START DOCUMENT SEGMENT

Researchers from the Veterans Affairs Northeast Ohio Healthcare System noted that gains in PrEP use across the United States have proved inconsistent in nonveteran groups studied. To track PrEP use in the VHA, the biggest integrated health system in the country, by race and sex in four US regions from January 2019 through December 2022, they used the PrEP-to-need ratio (PnR). That ratio measures PrEP users in a demographic group relative to HIV incidence (new infections) in that group for a given period. A higher PnR indicates greater PrEP equity. Every VHA facility has equal access to all FDA-approved PrEP products, and veterans pay limited or no out-of-pocket costs.
For this study PrEP use meant 1 or more prescription fills for any FDA-approved PrEP product during each calendar year, excluding people with a diagnosis of HIV or HBV before the fill. The researchers defined a new HIV diagnosis as a first-ever positive HIV confirmatory test or detectable HIV viral load before first-ever antiretroviral fill in a calendar year.
Yearly PrEP use rose nationally in the VHA system by 57% (from 3844 to 6041 veterans) from 2019 to 2022. Over the same span, new HIV diagnoses in the VHA fell nationally by 12% across all racial and ethnic groups-dropping 7% in people assigned male at birth and 2.5% in people assigned female.
Across the country PnR rose (improved) for all racial and ethnic groups from 6.2 to 20.2 over the 4 study years. But by the end of 2022, PnR for whites remained nearly double that for blacks (15.5 versus 8.4). In the South in 2022, blacks accounted for 53.5% of all HIV diagnoses in the VHA system (versus all other races) but had only 34.3% of all PrEP users. In contrast, national percentages for HIV diagnoses and PrEP users in 2022 were 38.6% and 26.4%. In the Northeast respective fractions were 29.0% and 31.9%.

END DOCUMENT SEGMENT
START DATA EXTRACTS

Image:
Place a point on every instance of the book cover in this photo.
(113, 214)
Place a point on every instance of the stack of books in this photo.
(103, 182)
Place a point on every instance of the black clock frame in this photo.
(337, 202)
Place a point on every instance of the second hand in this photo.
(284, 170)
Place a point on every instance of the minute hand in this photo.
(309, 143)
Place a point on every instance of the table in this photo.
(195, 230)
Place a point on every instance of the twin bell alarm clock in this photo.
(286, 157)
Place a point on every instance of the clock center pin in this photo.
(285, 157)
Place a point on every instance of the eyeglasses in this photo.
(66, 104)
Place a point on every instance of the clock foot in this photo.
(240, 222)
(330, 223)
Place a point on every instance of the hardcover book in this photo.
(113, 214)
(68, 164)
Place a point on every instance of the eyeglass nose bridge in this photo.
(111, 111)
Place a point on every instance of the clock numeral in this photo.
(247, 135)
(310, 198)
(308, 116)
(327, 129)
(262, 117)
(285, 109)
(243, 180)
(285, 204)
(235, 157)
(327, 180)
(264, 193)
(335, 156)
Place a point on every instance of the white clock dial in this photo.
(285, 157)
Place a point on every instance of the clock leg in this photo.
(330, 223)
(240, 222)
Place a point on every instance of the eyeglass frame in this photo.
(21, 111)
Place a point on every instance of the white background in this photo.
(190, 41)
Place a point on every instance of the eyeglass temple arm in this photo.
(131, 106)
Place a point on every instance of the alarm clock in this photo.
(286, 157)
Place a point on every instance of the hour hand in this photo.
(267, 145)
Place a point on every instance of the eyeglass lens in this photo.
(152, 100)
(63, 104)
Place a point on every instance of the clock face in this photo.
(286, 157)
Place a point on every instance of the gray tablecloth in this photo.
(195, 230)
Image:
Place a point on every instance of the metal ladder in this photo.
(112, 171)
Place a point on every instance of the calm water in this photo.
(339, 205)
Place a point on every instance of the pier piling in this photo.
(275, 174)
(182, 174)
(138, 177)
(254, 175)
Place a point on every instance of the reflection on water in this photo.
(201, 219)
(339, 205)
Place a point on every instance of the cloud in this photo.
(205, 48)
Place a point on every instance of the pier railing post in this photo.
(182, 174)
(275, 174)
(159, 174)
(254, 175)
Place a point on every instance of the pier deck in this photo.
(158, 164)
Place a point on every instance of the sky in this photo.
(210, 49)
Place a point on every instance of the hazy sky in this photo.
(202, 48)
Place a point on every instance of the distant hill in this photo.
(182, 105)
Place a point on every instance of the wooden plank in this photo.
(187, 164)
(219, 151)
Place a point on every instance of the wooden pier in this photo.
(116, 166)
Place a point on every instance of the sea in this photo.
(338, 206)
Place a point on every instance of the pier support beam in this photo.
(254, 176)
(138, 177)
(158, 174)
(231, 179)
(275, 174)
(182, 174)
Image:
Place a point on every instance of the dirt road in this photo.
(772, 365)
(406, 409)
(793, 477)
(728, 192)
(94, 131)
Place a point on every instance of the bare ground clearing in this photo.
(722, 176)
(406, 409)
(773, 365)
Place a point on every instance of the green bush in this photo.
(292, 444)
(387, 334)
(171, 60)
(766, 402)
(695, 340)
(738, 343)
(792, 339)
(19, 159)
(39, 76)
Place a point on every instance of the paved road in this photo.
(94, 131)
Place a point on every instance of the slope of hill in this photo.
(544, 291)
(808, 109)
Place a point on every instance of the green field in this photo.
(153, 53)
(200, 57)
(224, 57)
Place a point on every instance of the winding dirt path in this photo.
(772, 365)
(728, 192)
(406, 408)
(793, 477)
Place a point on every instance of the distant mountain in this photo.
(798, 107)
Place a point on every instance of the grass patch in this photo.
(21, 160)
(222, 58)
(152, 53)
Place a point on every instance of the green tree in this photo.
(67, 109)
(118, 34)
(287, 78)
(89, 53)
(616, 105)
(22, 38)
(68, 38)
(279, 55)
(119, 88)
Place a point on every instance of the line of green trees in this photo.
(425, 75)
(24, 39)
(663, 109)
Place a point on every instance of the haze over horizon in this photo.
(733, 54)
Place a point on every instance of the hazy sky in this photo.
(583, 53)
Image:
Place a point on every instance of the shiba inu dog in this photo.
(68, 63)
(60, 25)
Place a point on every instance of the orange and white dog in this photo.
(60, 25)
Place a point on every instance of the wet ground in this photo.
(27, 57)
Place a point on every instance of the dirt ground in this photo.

END DATA EXTRACTS

**PROMPT 1:** Copy the section of the VHA PrEP text that begins at the words "Yearly PrEP use" and stops after "29.0% and 31.9%.".
**PROMPT 2:** Carry on the text about PrEP use in the VHA from where it stops.

**FINAL ANSWER 1:**
Yearly PrEP use rose nationally in the VHA system by 57% (from 3844 to 6041 veterans) from 2019 to 2022. Over the same span, new HIV diagnoses in the VHA fell nationally by 12% across all racial and ethnic groups-dropping 7% in people assigned male at birth and 2.5% in people assigned female.
Across the country PnR rose (improved) for all racial and ethnic groups from 6.2 to 20.2 over the 4 study years. But by the end of 2022, PnR for whites remained nearly double that for blacks (15.5 versus 8.4). In the South in 2022, blacks accounted for 53.5% of all HIV diagnoses in the VHA system (versus all other races) but had only 34.3% of all PrEP users. In contrast, national percentages for HIV diagnoses and PrEP users in 2022 were 38.6% and 26.4%. In the Northeast respective fractions were 29.0% and 31.9%.

**FINAL ANSWER 2:**
Across all four regions, PnR for birth sex males remained persistently higher than for birth sex females from 2019 through 2022 (12.4 vs 7.0 in 2022). Nationally in 2022, female veterans accounted for 7.0% of HIV diagnoses and 4.8% of PrEP users. That disparity was worst in the West (14.2% vs 4.1%) and best in the South (5.3% vs 5.4%).
The VHA investigators cautioned that the COVID pandemic may have curbed HIV testing and so led to a falsely lower PnR denominator-and thus an inaccurately higher PnR-especially in 2020. They noted that electronic records in the VHA do not provide "robust sexual orientation and gender identity data," so this study had limited ability to assess PrEP equity in sexual and gender minorities.
The VHA team concluded, that despite gains in PrEP use among veterans in the last 4 years, "racial and sex-based disparities along regional lines exist." They noted that PrEP use remains low in birth females and that tailored interventions are needed to boost PrEP use in blacks, especially in the South.
The researchers believe their findings "underscore that the underlying reasons for racial disparities in PrEP uptake go beyond equal access" to PrEP and could involve stigma and structural racism.
Reference
1. Musoke LS, Shumaker A, Van Epps P. PrEP inequity across geographic, racial and sex groups in a nationwide US veteran cohort. IDWeek 2023, October 11-15, 2023, Boston.